What is needed is an exact copy of all the records, written out in full.

(Dataset entries)
---------------

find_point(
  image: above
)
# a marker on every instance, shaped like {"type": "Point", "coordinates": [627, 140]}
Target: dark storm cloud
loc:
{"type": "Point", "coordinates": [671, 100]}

---------------

:: PROBLEM SOLUTION ::
find_point(
  image: above
)
# a marker on every instance, shaped like {"type": "Point", "coordinates": [627, 140]}
Target: dark storm cloud
loc:
{"type": "Point", "coordinates": [671, 100]}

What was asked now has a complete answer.